Single-shot mode: client.research.search(question) runs one search + a forced final answer (equivalent to run(..., max_steps=2)).

The agent respects all the prompt-cache options on CompressionClient (enable_prompt_cache, prompt_cache_ttl, openai_prompt_cache_key). Tavily / Brave keys are read from TAVILY_API_KEY / BRAVE_SEARCH_API_KEY (falls back to BRAVE_API_KEY).

Compression options

Param	Purpose
`query`	Question the LLM is trying to answer — drives `latte_v2` compression
`target_compression_ratio`	`0-1` strength (e.g. `0.5` = remove 50%) or `>1` for Nx factor (`4` = 4x). Backend max: 200
`coarse`	`True` for paragraph-level (default, faster), `False` for token-level (fine-grained)

_TASK REQUIREMENTS_:
According to the client documentation above, which environment variable is used if BRAVE_SEARCH_API_KEY is not set?

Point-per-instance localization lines
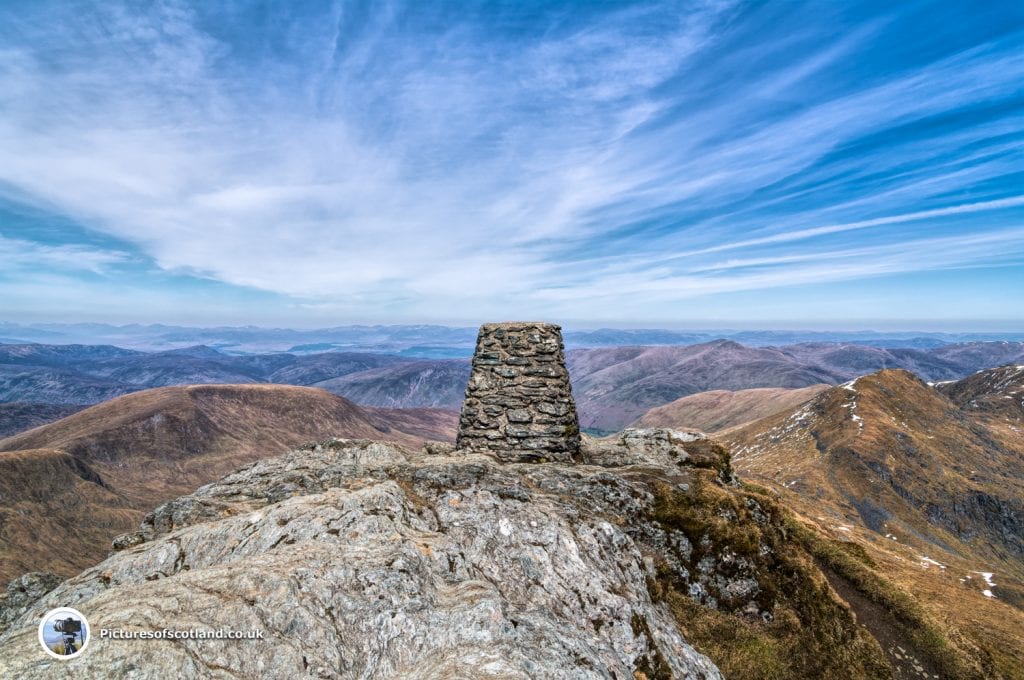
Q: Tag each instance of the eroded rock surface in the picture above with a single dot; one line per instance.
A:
(364, 559)
(518, 400)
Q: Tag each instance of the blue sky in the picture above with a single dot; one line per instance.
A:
(811, 165)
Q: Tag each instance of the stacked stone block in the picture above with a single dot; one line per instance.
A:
(518, 401)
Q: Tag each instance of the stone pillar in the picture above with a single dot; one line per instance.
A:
(518, 401)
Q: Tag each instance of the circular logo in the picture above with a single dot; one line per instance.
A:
(64, 633)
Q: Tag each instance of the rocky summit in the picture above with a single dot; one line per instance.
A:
(518, 400)
(364, 558)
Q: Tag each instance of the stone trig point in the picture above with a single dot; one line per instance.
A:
(518, 401)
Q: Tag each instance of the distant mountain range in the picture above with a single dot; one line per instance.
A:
(613, 386)
(70, 486)
(928, 482)
(425, 341)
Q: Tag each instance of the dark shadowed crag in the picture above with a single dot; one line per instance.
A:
(518, 401)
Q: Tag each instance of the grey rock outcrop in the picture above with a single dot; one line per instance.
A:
(23, 591)
(361, 559)
(518, 402)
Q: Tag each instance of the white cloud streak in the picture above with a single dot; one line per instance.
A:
(368, 168)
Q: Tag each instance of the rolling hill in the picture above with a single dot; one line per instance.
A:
(613, 386)
(928, 482)
(136, 451)
(719, 410)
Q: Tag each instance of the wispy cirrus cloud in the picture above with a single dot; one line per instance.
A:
(408, 161)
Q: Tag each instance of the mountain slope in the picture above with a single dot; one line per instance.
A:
(932, 493)
(719, 410)
(384, 562)
(615, 386)
(421, 383)
(152, 445)
(56, 513)
(19, 416)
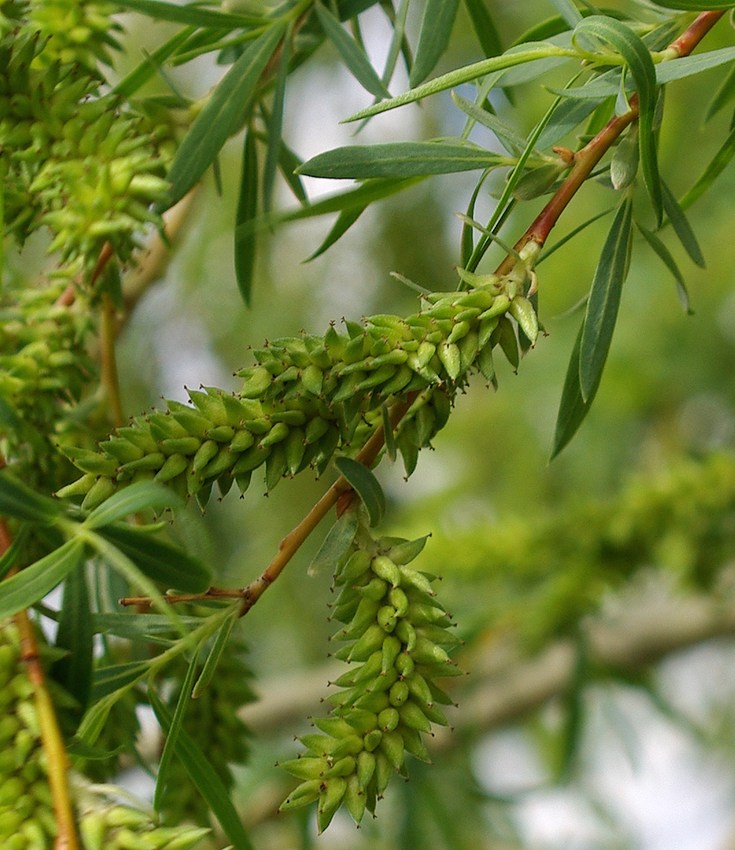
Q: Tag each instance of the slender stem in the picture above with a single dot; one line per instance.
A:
(108, 360)
(587, 157)
(51, 738)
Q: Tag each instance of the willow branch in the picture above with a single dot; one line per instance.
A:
(588, 156)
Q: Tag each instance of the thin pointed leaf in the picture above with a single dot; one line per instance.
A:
(218, 647)
(637, 57)
(365, 484)
(247, 210)
(725, 94)
(157, 559)
(436, 27)
(19, 501)
(682, 228)
(513, 142)
(572, 408)
(74, 637)
(400, 159)
(219, 118)
(484, 28)
(667, 259)
(190, 14)
(206, 779)
(568, 11)
(172, 733)
(31, 584)
(604, 301)
(141, 496)
(336, 544)
(351, 52)
(510, 59)
(714, 168)
(344, 222)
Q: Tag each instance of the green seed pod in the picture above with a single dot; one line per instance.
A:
(384, 568)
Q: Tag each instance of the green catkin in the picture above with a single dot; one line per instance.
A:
(385, 703)
(309, 396)
(27, 818)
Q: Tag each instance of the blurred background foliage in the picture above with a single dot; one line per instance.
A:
(526, 547)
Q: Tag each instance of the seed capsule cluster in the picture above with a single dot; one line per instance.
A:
(396, 639)
(27, 819)
(309, 395)
(44, 369)
(70, 159)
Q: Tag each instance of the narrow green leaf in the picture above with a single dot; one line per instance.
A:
(336, 544)
(139, 626)
(365, 484)
(512, 141)
(31, 584)
(213, 658)
(400, 159)
(19, 501)
(515, 56)
(205, 778)
(74, 637)
(141, 496)
(682, 228)
(436, 27)
(686, 66)
(190, 14)
(568, 11)
(247, 210)
(725, 94)
(667, 259)
(344, 222)
(219, 118)
(172, 733)
(107, 680)
(572, 408)
(714, 168)
(604, 301)
(695, 5)
(157, 559)
(484, 28)
(637, 57)
(351, 52)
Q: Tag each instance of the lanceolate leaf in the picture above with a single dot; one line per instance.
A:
(682, 227)
(160, 561)
(143, 495)
(74, 636)
(635, 53)
(667, 259)
(31, 584)
(400, 159)
(604, 300)
(206, 779)
(351, 52)
(219, 118)
(172, 733)
(336, 544)
(515, 56)
(436, 27)
(484, 27)
(247, 210)
(365, 484)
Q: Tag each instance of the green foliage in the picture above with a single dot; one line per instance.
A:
(93, 154)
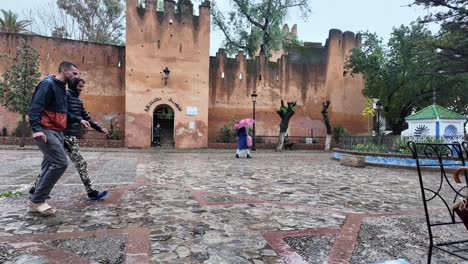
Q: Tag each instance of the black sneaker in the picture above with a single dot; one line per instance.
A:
(95, 195)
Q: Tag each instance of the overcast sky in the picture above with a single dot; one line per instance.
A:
(378, 16)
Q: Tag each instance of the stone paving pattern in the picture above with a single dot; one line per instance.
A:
(208, 207)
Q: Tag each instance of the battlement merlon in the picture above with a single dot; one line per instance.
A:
(343, 38)
(144, 7)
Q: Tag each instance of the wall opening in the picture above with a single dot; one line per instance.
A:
(164, 116)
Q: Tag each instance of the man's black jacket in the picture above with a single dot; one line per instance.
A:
(76, 108)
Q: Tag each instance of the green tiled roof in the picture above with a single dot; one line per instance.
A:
(434, 111)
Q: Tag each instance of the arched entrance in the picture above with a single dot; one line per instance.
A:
(164, 116)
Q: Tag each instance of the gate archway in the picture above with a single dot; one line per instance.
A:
(164, 116)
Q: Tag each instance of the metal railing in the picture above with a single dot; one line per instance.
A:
(388, 143)
(96, 135)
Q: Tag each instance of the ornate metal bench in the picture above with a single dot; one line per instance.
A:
(443, 192)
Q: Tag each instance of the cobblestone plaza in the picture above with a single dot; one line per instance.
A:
(208, 207)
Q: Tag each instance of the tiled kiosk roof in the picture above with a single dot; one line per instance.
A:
(435, 111)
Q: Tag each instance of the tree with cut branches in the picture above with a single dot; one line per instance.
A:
(326, 120)
(10, 23)
(98, 20)
(18, 83)
(285, 112)
(256, 24)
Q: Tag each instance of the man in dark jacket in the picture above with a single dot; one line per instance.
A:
(48, 118)
(73, 131)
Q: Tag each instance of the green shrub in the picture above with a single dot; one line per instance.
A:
(370, 147)
(401, 145)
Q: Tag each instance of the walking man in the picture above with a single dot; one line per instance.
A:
(73, 132)
(48, 119)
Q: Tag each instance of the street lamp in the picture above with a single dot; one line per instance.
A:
(378, 107)
(254, 100)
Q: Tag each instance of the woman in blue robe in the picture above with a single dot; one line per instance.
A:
(242, 148)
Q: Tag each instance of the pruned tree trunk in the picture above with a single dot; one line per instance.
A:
(285, 112)
(326, 120)
(23, 130)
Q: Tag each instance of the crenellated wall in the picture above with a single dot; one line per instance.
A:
(126, 82)
(102, 66)
(179, 41)
(309, 75)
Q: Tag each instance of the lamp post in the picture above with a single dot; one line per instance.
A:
(254, 100)
(378, 107)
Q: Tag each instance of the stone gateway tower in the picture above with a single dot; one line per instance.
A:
(167, 74)
(164, 75)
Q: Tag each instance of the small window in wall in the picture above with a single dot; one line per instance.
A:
(160, 6)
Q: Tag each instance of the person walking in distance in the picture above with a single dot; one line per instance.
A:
(73, 132)
(48, 118)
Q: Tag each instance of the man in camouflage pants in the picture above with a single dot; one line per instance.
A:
(73, 131)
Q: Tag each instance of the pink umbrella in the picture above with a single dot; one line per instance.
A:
(243, 123)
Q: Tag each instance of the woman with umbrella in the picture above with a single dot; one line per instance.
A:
(243, 137)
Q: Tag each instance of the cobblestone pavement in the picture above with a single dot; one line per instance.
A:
(208, 207)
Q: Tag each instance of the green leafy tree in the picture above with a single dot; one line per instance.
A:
(256, 24)
(285, 112)
(400, 73)
(100, 21)
(18, 83)
(10, 23)
(452, 40)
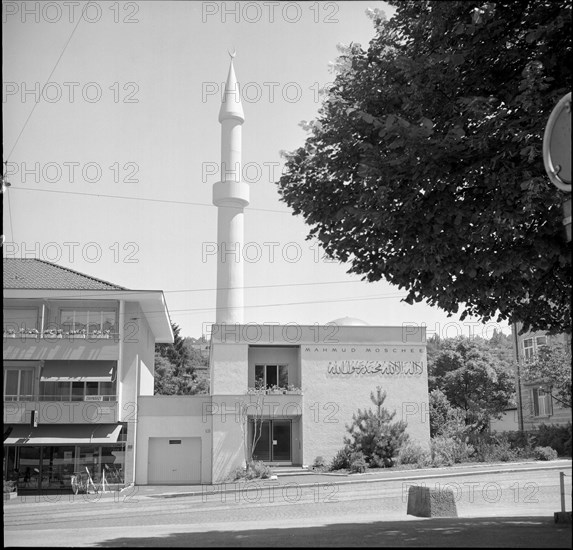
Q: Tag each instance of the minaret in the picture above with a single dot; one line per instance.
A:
(230, 195)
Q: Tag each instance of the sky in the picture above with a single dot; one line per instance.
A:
(112, 146)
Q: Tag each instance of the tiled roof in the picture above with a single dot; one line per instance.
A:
(39, 274)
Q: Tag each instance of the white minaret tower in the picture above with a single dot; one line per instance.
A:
(230, 195)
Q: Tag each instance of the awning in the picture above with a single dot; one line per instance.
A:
(64, 434)
(74, 371)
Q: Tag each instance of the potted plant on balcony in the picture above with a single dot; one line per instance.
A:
(100, 334)
(29, 333)
(10, 489)
(53, 333)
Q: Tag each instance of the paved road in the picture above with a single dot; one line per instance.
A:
(509, 509)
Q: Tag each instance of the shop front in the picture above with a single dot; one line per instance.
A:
(46, 457)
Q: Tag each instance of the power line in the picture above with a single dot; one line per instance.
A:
(190, 203)
(48, 80)
(349, 299)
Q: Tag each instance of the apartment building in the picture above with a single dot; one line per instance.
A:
(78, 353)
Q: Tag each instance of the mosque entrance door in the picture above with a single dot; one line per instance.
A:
(274, 444)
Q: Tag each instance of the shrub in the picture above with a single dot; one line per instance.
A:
(255, 470)
(341, 459)
(319, 463)
(259, 470)
(375, 435)
(446, 451)
(557, 437)
(441, 449)
(413, 453)
(544, 453)
(357, 463)
(496, 452)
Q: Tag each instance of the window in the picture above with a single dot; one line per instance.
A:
(267, 376)
(19, 384)
(88, 321)
(540, 341)
(17, 320)
(541, 402)
(528, 348)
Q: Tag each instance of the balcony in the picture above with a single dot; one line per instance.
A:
(61, 412)
(78, 347)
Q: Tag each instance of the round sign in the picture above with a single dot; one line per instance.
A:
(557, 144)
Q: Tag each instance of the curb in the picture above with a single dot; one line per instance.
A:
(244, 484)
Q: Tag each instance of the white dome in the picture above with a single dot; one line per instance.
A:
(349, 321)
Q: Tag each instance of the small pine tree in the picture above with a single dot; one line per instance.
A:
(375, 435)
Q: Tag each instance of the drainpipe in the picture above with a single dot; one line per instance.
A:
(135, 422)
(119, 370)
(520, 406)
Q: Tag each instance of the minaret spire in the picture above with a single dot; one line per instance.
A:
(230, 195)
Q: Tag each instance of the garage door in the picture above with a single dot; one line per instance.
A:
(174, 460)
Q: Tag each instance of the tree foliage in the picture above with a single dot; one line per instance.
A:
(551, 368)
(374, 434)
(175, 366)
(424, 166)
(473, 380)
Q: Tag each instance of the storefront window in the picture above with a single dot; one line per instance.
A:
(57, 467)
(51, 467)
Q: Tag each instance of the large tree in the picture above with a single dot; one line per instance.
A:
(424, 165)
(472, 379)
(175, 366)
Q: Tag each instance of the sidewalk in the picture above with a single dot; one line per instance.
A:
(309, 479)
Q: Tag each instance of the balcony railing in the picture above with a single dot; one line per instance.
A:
(61, 398)
(31, 335)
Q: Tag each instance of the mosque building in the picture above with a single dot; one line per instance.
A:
(283, 394)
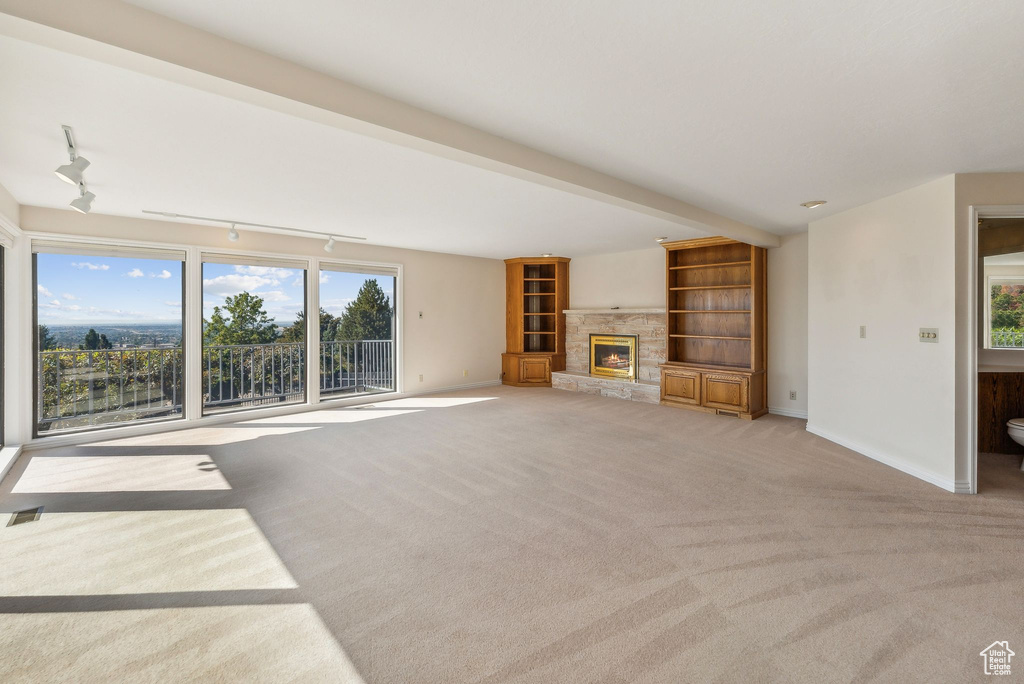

_RESPONSE TO THE EXERCISE_:
BRAVE_API_KEY